— START OF Passage shown —

January 19, 2017

Stephen Tucker, a 27-year-old farmer in Tennessee, poses with world-record antlers — 47 points.


(Photo by Tennessee Wildlife Resources Agency.)

"When the full rack was scored, the total was 312 ⅜ inches. That made it the highest-scoring buck ever shot by a hunter."
The previous record, 307 ⅝, was set in Iowa in 2003 by 15-year-old Tony Lovstuen, also with a muzzleloader. The biggest rack ever measured was 333 ⅞ on a deer in Missouri, but that was a pickup, or found deer, not one shot by a hunter.
IN THE COMMENTS: Annie C said:
Frankendeer. I hate them. Too many land managers using boosted feed.
Here's a Humane Society article on the subject.

62 comments:

Yancey Ward said...

I bet he even voted for Trump!

campy said...

Can we impeach Trump for this?

Annie C said...

Frankendeer. I hate them. Too many land managers using boosted feed.

eric said...

That doesn't look like a deer that was older and had a large rack.

It looks like a freak of nature.

eric said...

Blogger Annie C said...
Frankendeer. I hate them. Too many land managers using boosted feed.


You beat me to it.

rehajm said...

Frankendeer. I hate them. Too many land managers using boosted feed.

Is that what goes on? Juiced? I only know B&C Whitetails from MT or ID, where they're not on feed. Even the non-typicals just look like good mulies.

Expat(ish) said...

If i'd seen that over my rifle my hand would have been shaking so hard I would have had better luck throwing a bullet at it.

— END OF Passage shown —
— START OF Information shown —

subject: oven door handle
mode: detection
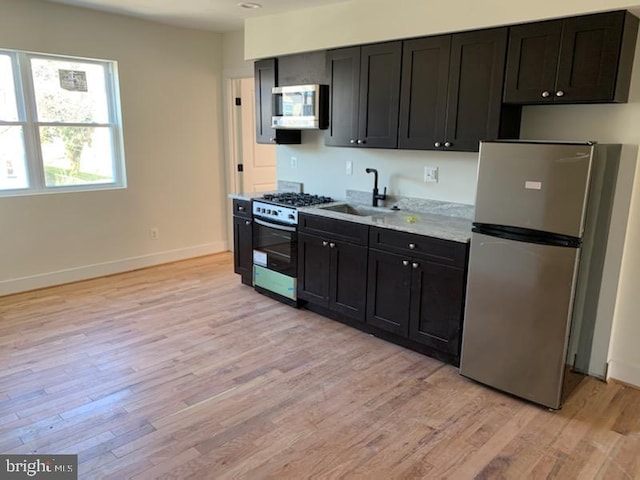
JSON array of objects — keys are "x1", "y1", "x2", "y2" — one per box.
[{"x1": 253, "y1": 218, "x2": 296, "y2": 233}]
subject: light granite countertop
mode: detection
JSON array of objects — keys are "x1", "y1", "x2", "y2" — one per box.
[
  {"x1": 298, "y1": 202, "x2": 471, "y2": 243},
  {"x1": 229, "y1": 190, "x2": 473, "y2": 243}
]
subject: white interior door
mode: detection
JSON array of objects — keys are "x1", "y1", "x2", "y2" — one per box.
[{"x1": 240, "y1": 78, "x2": 276, "y2": 194}]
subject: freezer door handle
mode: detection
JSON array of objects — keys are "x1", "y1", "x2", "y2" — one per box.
[{"x1": 471, "y1": 223, "x2": 582, "y2": 248}]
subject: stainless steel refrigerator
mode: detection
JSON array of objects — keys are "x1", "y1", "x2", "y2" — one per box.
[{"x1": 460, "y1": 141, "x2": 621, "y2": 409}]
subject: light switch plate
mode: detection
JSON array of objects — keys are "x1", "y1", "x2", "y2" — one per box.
[{"x1": 424, "y1": 167, "x2": 438, "y2": 183}]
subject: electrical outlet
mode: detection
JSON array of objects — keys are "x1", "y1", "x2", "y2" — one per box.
[{"x1": 424, "y1": 167, "x2": 438, "y2": 182}]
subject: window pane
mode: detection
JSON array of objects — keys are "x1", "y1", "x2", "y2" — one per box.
[
  {"x1": 40, "y1": 127, "x2": 116, "y2": 187},
  {"x1": 31, "y1": 58, "x2": 109, "y2": 123},
  {"x1": 0, "y1": 55, "x2": 18, "y2": 122},
  {"x1": 0, "y1": 125, "x2": 29, "y2": 190}
]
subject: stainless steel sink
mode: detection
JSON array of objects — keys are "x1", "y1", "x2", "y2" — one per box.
[{"x1": 318, "y1": 203, "x2": 389, "y2": 217}]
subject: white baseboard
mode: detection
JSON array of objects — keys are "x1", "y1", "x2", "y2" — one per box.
[
  {"x1": 0, "y1": 242, "x2": 229, "y2": 297},
  {"x1": 607, "y1": 360, "x2": 640, "y2": 388}
]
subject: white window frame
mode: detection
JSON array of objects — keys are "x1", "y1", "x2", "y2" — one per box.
[{"x1": 0, "y1": 49, "x2": 127, "y2": 197}]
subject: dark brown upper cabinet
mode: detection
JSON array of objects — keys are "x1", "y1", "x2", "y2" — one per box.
[
  {"x1": 253, "y1": 58, "x2": 302, "y2": 144},
  {"x1": 325, "y1": 42, "x2": 402, "y2": 148},
  {"x1": 398, "y1": 28, "x2": 520, "y2": 152},
  {"x1": 504, "y1": 11, "x2": 638, "y2": 105}
]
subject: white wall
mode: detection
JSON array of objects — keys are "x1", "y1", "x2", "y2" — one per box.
[
  {"x1": 0, "y1": 0, "x2": 227, "y2": 295},
  {"x1": 245, "y1": 0, "x2": 640, "y2": 386},
  {"x1": 277, "y1": 130, "x2": 478, "y2": 204},
  {"x1": 245, "y1": 0, "x2": 640, "y2": 59}
]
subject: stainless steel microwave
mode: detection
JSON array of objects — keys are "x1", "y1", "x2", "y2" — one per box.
[{"x1": 271, "y1": 85, "x2": 329, "y2": 130}]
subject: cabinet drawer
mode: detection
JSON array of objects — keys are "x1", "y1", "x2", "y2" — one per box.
[
  {"x1": 233, "y1": 198, "x2": 251, "y2": 218},
  {"x1": 298, "y1": 214, "x2": 369, "y2": 246},
  {"x1": 369, "y1": 227, "x2": 468, "y2": 268}
]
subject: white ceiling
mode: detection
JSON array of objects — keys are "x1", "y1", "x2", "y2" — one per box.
[{"x1": 48, "y1": 0, "x2": 347, "y2": 32}]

— END OF Information shown —

Brief
In the post about the record deer antlers, where and in what year was the previous record set? The records are not needed here.

Solution to this exercise
Iowa, in 2003.